▶ _The problem_
Please set down every entry below exactly as given.

▶ _Data provided_
====

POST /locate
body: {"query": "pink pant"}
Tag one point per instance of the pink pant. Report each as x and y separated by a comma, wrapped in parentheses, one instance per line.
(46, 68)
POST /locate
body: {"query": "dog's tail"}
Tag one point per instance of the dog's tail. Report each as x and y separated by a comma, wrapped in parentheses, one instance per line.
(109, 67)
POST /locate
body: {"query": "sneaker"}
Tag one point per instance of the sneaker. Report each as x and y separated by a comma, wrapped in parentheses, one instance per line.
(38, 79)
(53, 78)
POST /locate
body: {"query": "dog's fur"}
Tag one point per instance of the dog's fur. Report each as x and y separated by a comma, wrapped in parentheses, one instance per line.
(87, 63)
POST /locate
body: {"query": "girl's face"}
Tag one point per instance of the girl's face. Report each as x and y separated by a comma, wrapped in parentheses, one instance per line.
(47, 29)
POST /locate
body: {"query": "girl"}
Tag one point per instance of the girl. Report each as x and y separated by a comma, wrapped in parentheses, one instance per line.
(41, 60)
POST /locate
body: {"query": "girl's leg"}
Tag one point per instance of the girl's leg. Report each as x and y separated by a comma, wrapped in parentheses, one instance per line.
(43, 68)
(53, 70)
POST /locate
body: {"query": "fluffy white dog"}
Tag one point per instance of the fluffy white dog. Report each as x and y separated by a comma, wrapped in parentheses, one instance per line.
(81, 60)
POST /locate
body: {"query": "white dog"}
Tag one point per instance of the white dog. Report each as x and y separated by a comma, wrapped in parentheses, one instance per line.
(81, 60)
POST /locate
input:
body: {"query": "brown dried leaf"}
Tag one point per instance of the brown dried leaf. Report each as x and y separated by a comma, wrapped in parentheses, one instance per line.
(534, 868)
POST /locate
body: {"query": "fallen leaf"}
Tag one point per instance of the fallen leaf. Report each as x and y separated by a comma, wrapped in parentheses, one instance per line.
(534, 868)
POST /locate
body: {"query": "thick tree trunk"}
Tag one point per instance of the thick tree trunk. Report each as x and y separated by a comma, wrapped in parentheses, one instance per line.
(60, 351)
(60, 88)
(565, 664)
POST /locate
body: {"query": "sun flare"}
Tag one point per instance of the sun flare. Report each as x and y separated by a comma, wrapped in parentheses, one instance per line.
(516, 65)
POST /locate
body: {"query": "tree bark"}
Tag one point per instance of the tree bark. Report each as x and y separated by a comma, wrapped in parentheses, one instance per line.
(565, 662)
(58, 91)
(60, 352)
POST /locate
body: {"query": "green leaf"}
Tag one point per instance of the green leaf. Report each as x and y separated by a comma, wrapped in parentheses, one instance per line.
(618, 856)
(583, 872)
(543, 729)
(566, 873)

====

▶ _Written solution_
POST /locate
body: {"query": "pink pant"}
Tag one point per instance of the pink pant. Report each as x and y separated by a comma, wrapped in parentheses, one instance per line.
(46, 68)
POST /locate
body: {"query": "dog's tail"}
Tag one point per instance of the dog's tail. Report each as x and y separated by a comma, wrapped in parentheses, one instance per line.
(109, 67)
POST /locate
body: {"query": "sneaker"}
Tag one point per instance of the sneaker. Report each as x and y separated by a comma, wrapped in parentheses, one instance per line.
(38, 79)
(53, 78)
POST /locate
body: {"query": "dog's fur"}
Tag one point per instance of the dog's fur. Report each as x and y separated by a comma, wrapped in parentheses, one instance per line.
(87, 63)
POST /locate
body: {"query": "girl's face"}
Tag one point per instance of the girl's face. Report each as x and y separated by a comma, wrapped in parentheses, one instance per line.
(47, 29)
POST /locate
body: {"query": "girl"}
Tag one point per instance of the girl. Report each as x and y separated by a comma, wrapped in parentheses, one instance per line.
(41, 60)
POST /locate
body: {"query": "girl's leg"}
Tag one point per instance of the girl's leg. Report each as x and y separated by a comma, wrapped in parentheses, one instance per line.
(43, 68)
(53, 70)
POST /locate
body: {"query": "fluffy white dog"}
Tag one point per instance of the fluffy white dog. Report each as x and y separated by a comma, wrapped in parentheses, one instance per line.
(81, 60)
POST /locate
body: {"query": "white dog"}
Tag one point per instance of the white dog. Report each as x and y separated by a comma, wrapped in parentheses, one instance per line.
(81, 60)
POST /locate
input:
body: {"query": "brown dried leaf"}
Tag one point per instance of the brown dried leaf. Report each as x and y separated by a comma, wrapped in parentheses, one instance per line.
(534, 868)
POST /locate
body: {"query": "fallen leaf"}
Tag one point per instance of the fallen leaf. Report each as x and y separated by a comma, wrapped in parentheses, one instance per line.
(534, 868)
POST /locate
body: {"query": "thick tree trunk"}
Tag one point per instance of the thick tree trunk. Report each as x and y separated by a comma, wrapped in parentheses, one instance per line.
(60, 351)
(60, 88)
(565, 664)
POST /locate
body: {"query": "sun flare"}
Tag one point per instance of the sun flare. Report each as x and y separated by a comma, wrapped in parentheses, one instance per line.
(516, 65)
POST /locate
body: {"query": "tree bark"}
Tag one point per instance of the tree bark. Report each as x and y separated by a comma, wrapped in parentheses, one instance per line.
(565, 662)
(58, 91)
(60, 352)
POST /locate
body: {"query": "green leaf"}
Tag one point per instance of the green leaf. Report each as x and y separated by a comma, wrapped in parentheses, one instance per line.
(618, 856)
(583, 872)
(543, 729)
(566, 873)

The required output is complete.